- Data records:
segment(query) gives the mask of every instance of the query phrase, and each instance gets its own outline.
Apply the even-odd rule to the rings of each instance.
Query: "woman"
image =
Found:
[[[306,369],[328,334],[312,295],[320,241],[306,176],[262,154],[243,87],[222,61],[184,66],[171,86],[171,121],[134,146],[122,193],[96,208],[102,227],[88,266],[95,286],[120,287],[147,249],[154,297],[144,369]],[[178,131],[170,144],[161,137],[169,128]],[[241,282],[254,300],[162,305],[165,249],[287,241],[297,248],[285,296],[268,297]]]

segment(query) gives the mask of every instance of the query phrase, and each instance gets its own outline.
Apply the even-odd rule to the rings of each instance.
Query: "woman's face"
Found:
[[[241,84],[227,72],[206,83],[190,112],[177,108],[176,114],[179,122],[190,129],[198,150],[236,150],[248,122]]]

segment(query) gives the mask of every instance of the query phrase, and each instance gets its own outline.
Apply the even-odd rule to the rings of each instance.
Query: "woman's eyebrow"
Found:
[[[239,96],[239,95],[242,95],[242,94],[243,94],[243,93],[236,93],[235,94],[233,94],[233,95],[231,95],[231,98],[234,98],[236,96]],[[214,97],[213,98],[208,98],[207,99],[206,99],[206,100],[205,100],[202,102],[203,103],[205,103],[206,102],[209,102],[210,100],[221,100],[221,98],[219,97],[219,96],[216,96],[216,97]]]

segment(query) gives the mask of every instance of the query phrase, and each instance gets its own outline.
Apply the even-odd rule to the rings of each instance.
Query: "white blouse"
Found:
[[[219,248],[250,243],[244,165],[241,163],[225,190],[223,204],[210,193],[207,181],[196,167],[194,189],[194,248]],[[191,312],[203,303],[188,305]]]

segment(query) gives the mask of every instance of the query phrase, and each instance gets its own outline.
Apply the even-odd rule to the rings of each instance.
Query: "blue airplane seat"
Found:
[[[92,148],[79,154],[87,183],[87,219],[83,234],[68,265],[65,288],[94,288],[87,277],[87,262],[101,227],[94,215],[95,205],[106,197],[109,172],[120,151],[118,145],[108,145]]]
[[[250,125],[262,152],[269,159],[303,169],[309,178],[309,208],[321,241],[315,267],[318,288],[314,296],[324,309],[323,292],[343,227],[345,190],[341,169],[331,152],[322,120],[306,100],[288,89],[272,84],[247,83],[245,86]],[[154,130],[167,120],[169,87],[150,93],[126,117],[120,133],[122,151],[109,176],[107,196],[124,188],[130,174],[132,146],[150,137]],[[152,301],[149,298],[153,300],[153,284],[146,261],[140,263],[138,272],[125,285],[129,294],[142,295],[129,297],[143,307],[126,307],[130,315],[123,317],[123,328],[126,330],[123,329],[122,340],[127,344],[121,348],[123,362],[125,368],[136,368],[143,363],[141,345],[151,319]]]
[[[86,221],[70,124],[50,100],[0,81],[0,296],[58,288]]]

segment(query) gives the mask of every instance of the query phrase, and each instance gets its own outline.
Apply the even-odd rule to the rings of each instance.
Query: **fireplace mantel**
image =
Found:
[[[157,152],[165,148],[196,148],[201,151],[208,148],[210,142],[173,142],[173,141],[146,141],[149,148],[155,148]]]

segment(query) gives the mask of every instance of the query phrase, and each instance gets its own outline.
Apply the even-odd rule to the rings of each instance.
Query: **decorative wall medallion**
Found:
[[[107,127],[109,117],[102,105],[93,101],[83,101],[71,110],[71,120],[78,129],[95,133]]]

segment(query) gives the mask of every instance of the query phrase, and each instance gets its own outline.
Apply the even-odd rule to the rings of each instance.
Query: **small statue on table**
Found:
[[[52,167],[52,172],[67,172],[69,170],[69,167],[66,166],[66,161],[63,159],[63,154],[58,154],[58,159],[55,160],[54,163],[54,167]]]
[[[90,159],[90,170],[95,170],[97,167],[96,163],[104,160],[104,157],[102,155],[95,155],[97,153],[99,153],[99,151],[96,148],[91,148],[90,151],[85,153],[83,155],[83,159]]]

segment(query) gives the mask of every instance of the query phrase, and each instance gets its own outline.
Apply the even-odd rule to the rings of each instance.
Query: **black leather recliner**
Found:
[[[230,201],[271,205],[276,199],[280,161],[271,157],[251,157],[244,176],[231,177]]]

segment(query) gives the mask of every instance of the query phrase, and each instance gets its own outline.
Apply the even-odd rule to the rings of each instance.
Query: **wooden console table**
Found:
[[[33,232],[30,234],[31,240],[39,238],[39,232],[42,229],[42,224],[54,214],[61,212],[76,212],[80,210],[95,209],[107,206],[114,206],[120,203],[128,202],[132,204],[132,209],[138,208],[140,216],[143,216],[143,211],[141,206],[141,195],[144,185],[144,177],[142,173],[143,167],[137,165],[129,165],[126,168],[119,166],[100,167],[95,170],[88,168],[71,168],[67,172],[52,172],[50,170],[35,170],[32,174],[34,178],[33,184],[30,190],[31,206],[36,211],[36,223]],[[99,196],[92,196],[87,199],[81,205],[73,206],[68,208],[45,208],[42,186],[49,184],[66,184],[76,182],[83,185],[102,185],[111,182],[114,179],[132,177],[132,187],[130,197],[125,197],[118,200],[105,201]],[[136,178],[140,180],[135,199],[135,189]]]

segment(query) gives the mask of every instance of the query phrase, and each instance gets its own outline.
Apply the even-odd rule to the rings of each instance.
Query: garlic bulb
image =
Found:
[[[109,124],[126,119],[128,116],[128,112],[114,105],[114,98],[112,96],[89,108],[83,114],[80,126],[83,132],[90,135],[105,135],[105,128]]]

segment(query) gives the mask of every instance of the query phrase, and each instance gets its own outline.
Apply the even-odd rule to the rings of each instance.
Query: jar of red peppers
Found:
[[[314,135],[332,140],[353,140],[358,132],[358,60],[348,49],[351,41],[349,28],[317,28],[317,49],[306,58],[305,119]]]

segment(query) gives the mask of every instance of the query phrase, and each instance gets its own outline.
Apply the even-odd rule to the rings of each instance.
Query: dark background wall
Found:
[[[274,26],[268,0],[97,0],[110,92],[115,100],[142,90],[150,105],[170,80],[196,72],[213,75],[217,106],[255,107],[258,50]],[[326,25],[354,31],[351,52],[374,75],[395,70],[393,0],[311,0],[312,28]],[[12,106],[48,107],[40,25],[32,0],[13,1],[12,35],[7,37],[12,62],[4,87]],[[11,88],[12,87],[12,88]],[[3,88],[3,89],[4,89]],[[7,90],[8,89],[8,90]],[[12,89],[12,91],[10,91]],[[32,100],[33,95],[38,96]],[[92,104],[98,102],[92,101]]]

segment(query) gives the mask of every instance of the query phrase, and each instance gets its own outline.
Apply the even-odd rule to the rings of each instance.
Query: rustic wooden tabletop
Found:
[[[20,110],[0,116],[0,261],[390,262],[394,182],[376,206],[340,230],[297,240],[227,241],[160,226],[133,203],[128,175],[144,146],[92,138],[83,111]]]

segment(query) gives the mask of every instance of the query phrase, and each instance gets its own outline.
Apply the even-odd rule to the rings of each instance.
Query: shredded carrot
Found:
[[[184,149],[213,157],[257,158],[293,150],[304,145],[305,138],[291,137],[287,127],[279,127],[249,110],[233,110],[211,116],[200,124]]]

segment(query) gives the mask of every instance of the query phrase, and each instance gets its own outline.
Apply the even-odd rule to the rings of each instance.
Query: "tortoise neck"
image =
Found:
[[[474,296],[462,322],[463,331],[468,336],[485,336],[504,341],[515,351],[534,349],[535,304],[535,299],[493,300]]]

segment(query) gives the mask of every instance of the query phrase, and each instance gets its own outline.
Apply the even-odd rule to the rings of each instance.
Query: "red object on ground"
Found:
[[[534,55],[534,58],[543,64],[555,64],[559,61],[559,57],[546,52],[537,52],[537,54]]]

- Direction: How many lines in the rows above contain the word "wooden"? Reply with the number alone.

- Solution to the exercise: 2